◆ Quoted passage ◆
^^^^^^^^^^^^^^^^

But because marijuana remains a controlled substance under federal law and is still illegal to possess and consume in many states, it fetches premium prices on the black market.

County authorities, overwhelmed by the illegal operations, have sent notices to property owners with their annual tax bills. The letters warn property owners could face huge fines, or criminal charges in some cases, and even civil forfeiture proceedings that could cost them their land, if they lease to illegal growers.

The Mail Tribune and other news organizations have published multiple stories about rampant illegal growing this season, much of it conducted by foreign cartels employing immigrant laborers under slave-like conditions. Those operations could not exist without land and water, and anyone who leases to them is taking a huge risk.

Fines from the Oregon Occupational Safety and Health Administration for failing to register a farm labor camp can top $100,000. Erecting greenhouses without county permits can cost the property owner — not the tenant — fines of up to $13,000 per structure.

Water theft is another potential liability for property owners. Illegal use of water can result in fines of up to $1,000 a day.

And those are just the civil penalties. Depending on the circumstances, landowners could face criminal prosecution.

^^^^^^^^^^^^^^^^

◆ Dataset excerpts ◆
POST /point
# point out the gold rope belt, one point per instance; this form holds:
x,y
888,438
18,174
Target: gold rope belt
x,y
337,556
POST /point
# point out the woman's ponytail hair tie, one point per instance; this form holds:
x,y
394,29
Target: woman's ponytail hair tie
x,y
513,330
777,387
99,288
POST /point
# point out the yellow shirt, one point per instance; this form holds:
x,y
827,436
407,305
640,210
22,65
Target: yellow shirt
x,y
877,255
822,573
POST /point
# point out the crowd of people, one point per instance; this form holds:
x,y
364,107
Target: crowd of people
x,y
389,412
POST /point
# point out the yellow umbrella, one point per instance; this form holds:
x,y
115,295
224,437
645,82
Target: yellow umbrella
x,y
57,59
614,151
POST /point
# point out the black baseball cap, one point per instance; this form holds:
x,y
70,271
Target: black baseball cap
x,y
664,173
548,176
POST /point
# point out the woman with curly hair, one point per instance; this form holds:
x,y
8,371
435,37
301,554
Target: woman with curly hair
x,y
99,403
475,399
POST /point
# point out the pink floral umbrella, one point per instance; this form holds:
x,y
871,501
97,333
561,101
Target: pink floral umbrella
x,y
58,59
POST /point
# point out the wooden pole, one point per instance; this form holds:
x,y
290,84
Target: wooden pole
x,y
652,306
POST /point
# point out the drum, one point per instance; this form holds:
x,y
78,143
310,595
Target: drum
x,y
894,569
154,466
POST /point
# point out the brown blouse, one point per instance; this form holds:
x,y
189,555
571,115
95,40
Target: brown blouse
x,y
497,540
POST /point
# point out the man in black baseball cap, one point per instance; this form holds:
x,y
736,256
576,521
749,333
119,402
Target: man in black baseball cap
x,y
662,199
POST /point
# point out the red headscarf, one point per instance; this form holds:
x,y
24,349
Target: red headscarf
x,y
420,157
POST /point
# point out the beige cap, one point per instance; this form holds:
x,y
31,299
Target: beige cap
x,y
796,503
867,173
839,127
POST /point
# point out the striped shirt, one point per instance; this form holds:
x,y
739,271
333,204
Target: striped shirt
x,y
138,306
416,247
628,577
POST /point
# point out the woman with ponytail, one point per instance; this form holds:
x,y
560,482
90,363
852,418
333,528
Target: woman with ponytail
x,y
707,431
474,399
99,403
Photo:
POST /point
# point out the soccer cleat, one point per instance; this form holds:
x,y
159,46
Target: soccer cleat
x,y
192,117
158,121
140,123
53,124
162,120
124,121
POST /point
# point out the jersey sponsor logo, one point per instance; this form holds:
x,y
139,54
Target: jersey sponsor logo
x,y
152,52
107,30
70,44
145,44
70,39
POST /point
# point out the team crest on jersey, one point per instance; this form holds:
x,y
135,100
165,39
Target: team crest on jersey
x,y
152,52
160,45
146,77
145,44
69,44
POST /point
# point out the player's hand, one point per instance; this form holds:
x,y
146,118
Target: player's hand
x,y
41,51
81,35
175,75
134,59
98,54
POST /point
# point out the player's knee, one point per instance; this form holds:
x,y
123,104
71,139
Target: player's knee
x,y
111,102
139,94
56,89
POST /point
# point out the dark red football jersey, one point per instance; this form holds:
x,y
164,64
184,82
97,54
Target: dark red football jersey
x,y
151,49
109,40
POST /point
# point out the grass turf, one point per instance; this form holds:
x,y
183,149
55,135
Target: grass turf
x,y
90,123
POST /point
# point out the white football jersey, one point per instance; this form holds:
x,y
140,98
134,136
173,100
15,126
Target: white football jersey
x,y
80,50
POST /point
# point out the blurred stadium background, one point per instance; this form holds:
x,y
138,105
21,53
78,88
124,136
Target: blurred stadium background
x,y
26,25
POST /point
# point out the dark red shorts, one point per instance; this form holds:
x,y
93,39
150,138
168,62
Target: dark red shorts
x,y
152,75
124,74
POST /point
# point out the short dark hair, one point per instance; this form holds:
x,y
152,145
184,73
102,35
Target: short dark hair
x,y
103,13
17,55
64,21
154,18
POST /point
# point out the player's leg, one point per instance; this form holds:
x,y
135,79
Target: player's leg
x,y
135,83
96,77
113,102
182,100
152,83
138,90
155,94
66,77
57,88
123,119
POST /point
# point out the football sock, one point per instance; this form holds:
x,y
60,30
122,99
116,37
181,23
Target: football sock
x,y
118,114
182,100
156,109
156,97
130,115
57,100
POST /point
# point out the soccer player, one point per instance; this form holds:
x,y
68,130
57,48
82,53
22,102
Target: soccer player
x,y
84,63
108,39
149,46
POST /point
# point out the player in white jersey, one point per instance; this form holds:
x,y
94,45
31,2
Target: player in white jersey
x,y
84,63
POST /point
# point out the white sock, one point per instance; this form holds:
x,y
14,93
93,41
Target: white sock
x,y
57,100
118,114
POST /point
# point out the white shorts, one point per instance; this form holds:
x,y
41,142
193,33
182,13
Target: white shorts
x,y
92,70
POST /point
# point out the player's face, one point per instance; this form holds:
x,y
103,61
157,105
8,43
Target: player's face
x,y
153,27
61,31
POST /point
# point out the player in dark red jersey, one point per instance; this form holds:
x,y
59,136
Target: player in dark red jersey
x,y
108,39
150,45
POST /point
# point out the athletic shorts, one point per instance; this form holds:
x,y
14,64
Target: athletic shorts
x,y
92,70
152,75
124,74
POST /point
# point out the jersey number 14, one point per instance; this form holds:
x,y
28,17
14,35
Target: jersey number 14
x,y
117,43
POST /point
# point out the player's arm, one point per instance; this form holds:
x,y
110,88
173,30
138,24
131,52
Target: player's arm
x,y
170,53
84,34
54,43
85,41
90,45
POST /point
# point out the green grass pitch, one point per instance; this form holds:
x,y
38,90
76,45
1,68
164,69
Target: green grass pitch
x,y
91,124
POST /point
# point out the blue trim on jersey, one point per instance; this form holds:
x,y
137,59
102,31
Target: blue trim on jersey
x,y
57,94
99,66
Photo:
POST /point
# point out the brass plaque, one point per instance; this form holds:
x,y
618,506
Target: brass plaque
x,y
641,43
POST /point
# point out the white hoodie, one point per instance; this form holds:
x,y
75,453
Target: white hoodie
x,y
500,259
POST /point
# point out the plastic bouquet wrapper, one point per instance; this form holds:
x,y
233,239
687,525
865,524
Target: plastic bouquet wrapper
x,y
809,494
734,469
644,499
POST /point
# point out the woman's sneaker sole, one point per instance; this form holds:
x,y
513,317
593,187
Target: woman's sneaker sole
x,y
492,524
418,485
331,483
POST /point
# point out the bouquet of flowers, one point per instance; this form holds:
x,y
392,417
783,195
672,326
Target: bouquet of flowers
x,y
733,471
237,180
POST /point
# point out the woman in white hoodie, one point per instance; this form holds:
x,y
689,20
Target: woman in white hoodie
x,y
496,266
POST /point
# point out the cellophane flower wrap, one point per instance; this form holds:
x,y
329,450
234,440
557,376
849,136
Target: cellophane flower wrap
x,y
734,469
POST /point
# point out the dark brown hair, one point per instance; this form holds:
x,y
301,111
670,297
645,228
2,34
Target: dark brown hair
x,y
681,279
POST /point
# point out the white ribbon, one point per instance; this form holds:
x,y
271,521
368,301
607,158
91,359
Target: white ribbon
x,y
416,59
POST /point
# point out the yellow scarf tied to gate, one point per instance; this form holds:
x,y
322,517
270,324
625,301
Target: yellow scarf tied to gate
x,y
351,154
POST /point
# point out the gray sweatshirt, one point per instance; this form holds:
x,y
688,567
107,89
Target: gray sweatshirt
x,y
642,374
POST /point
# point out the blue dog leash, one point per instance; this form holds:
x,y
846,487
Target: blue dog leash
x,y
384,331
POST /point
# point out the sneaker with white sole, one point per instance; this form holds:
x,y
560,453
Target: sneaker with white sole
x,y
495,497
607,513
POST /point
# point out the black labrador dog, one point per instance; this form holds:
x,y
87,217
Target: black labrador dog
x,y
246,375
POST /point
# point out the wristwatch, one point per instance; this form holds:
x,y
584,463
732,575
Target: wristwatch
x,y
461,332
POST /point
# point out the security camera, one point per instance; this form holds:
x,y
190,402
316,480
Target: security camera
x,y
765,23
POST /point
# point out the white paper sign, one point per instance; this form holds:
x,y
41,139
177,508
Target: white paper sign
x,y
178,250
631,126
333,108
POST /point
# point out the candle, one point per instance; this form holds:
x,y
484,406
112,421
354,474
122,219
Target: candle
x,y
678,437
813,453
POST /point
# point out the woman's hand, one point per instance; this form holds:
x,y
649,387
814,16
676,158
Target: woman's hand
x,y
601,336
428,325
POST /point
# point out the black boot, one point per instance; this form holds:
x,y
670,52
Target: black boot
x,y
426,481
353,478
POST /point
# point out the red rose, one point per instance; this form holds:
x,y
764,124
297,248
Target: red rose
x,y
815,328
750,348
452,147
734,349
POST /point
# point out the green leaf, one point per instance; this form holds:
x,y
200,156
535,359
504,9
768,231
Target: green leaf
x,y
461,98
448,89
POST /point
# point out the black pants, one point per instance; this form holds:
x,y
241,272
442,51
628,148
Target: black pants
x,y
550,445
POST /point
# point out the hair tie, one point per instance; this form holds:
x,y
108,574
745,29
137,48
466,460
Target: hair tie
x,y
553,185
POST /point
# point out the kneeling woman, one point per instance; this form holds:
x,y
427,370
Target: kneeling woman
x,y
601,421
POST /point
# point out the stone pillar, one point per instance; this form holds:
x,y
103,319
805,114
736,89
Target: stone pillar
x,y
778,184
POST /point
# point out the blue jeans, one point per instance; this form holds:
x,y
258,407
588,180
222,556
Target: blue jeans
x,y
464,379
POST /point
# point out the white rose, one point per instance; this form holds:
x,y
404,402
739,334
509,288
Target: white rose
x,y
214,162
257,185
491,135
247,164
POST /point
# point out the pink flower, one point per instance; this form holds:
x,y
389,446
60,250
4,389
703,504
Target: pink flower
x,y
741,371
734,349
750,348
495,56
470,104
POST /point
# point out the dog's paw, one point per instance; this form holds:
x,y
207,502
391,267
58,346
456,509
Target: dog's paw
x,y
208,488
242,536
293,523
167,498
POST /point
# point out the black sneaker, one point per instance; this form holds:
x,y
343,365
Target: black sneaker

^^^^^^^^^^^^^^^^

Resume the piece on illegal marijuana grows and the penalties landowners face, picking up after its final sentence. The records were taken from a separate source.

◆ Reply to the task ◆
When all of this started, after voters legalized recreational marijuana in 2014 and Congress made hemp a legal agricultural crop starting in 2018, it was perhaps understandable that property owners might be deceived by illegal operators who claimed to have all the proper licenses and permissions to cultivate cannabis legally. Now, it’s too late for many owners, faced with established plantations on their land. And no one should be leasing land to anyone who claims to be licensed without checking.

Owners can contact the state Agriculture Department, which regulates hemp farming, to find out if their tenants are licensed to grow the non-intoxicating varieties of cannabis. But the Oregon Liquor and Cannabis Commission (formerly the Oregon Liquor Control Commission) will not confirm or deny if an individual is licensed to grow recreational or medical marijuana, according to the Jackson County Sheriff’s Office. You can download an image of an official license, and get answers to other questions, by visiting the Sheriff’s Office website.

The issue of illegal grows and all the human suffering that goes along with it is not a secret. There is no excuse for property owners pretending not to know what’s being done on their land.